JORDAN | Tuesday, 25 December 2007 | Views [516]

My backside was so raw I no longer knew if it was blood or sweat that dripped down my legs.  As I gripped the beast between them, I gnawed at my cheek in a vain attempt to hold back a gasp of pain.  I felt tears welling up but couldn't succumb to them.  It wouldn't be much longer.  It couldn't be.  I couldn't go on.  It was my third day camel trekking through the desert mountains in southern Jordan, and while I couldn't have known it then, it would be my last. 

As the sun passed through the horizon, we plodded closer towards our destination: a solitary cave on the outskirts of Petra, Jordan.  The intrigue of an ancient rose red city had drawn me there, but it was my current companion who had led me on this new path, this pain inducing path to a two millenia year old desert cave where we were to spend the night. 

He was a large boisterous man, and his name was Gasem.  He was a descendent of the ancient nomadic desert dwellers who once populated the ancient city.  I had met him days before and was invited to spend my nights with his family and my days camel trekking in and out of the city.    

As our day's journey came to and end, I could hear the excited screams of Gasem's children.  Once we dismounted the beasts near his ancestral home, Gasem scooped the youngest ones into his arms.  His two wives busied themselves with preparing dinner while his older children set up camp.  Sore from the ride through rough terrain, I collapsed nearby.

"Tonight, old traditional Arabic food," Gasem announced as he waved me over to his side.

A large serving pan was set on a flat rock in front of him.  Inside floated soaked bread in a white, oily mixture.

"It is mansaf," Gasem's brother informed me.  "It is the food of our ancestors.  We still eat it many times."  He smiled and placed a piece of soaked bread in his mouth.  "It is very delicious."

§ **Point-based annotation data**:
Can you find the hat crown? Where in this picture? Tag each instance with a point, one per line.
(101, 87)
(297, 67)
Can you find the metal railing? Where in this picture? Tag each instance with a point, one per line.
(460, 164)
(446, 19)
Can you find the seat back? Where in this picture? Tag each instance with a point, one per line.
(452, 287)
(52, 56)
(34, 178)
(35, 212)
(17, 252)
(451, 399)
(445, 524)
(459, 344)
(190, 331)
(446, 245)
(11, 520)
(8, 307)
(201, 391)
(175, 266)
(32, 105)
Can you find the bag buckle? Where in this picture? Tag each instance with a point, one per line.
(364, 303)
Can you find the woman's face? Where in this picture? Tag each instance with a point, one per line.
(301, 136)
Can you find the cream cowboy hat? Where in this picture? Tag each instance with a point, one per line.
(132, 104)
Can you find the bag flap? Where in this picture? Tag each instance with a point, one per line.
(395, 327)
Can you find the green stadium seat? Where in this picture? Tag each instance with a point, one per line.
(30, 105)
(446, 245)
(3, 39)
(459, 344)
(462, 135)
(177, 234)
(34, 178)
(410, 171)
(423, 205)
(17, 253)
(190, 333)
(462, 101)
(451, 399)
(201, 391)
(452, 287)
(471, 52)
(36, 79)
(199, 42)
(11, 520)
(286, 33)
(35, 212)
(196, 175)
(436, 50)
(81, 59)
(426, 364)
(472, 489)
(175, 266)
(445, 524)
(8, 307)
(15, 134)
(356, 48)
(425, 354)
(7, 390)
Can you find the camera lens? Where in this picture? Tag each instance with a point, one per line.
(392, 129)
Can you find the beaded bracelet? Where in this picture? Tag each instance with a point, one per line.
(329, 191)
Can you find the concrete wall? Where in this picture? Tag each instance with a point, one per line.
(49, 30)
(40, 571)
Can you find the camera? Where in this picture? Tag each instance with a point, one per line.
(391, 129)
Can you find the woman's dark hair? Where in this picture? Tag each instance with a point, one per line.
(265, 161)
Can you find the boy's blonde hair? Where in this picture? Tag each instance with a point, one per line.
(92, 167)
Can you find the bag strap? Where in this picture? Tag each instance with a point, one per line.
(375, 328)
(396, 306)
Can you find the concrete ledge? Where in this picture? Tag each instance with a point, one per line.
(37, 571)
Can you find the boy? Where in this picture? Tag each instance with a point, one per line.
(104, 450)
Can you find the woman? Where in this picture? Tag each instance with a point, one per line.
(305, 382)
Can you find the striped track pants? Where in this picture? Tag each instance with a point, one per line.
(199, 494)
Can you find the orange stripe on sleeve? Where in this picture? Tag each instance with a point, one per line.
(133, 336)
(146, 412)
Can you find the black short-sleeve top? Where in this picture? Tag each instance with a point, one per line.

§ **Problems to work on**:
a: In the Jordan travel account, what name does Gasem's brother give the dish served in the large pan?
b: Copy out the lines of the listing word for word, starting with the line containing "Can you find the orange" and going on through the end of the listing.

§ **Final results**:
a: Mansaf.

b:
Can you find the orange stripe on sleeve? Where in this picture? Tag each instance with a point, one per line.
(133, 336)
(146, 412)
Can you find the black short-sleeve top? Where in this picture? Tag each instance with a point, one per line.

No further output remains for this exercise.